• **SET TASK**: Return as a JSON list of strings, one string per line, the lines from the start of the records through the line containing "284;421;362;448". Leave out blank lines.

--- start ---

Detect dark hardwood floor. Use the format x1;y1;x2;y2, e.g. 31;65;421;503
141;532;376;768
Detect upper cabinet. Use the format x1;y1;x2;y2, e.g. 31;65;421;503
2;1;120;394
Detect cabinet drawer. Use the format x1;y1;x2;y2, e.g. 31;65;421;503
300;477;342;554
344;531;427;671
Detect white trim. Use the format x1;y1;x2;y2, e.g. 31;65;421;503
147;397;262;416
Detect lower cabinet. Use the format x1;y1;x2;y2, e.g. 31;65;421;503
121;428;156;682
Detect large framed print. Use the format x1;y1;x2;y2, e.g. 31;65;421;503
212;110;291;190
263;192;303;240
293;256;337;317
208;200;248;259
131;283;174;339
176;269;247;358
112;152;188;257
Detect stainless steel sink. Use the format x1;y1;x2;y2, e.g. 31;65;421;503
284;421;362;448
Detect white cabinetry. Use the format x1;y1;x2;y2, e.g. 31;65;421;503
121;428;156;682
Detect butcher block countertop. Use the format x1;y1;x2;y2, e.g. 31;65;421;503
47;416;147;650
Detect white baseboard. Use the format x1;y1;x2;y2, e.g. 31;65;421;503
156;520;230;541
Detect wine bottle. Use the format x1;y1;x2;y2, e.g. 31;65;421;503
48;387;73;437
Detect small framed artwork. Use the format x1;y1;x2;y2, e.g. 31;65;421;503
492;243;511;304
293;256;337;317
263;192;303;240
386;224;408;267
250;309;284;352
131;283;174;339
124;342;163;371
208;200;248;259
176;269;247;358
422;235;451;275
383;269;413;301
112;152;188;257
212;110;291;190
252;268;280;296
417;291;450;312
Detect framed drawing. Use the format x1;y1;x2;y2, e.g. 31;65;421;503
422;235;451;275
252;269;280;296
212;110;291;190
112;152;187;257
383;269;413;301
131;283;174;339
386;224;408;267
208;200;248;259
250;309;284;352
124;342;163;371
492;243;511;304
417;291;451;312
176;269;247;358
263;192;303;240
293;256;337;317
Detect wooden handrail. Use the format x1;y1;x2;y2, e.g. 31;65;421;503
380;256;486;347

--- end ---

• **TASK RESPONSE**:
[
  "Detect dark hardwood floor. Use the format x1;y1;x2;y2, e.g. 31;65;421;503",
  "141;532;376;768",
  "Detect upper cabinet. Use the format x1;y1;x2;y2, e.g. 31;65;421;503",
  "2;1;120;394",
  "Detect cabinet drawer. Use the format x1;y1;x2;y2, e.g. 31;65;421;503",
  "300;477;342;554",
  "344;531;427;671",
  "Detect white trim. Use the format x1;y1;x2;y2, e.g. 31;65;421;503",
  "147;397;262;416",
  "Detect lower cabinet. Use the format x1;y1;x2;y2, e.g. 31;65;421;503",
  "121;428;156;682",
  "Detect large framed print. Use the format x1;y1;x2;y2, e.g. 31;65;421;503",
  "212;110;291;190",
  "263;192;303;240",
  "293;256;337;317",
  "208;200;248;259",
  "131;283;174;339",
  "176;269;247;358",
  "112;152;188;257",
  "Detect stainless steel sink. Use the format x1;y1;x2;y2, e.g. 31;65;421;503",
  "284;421;362;448"
]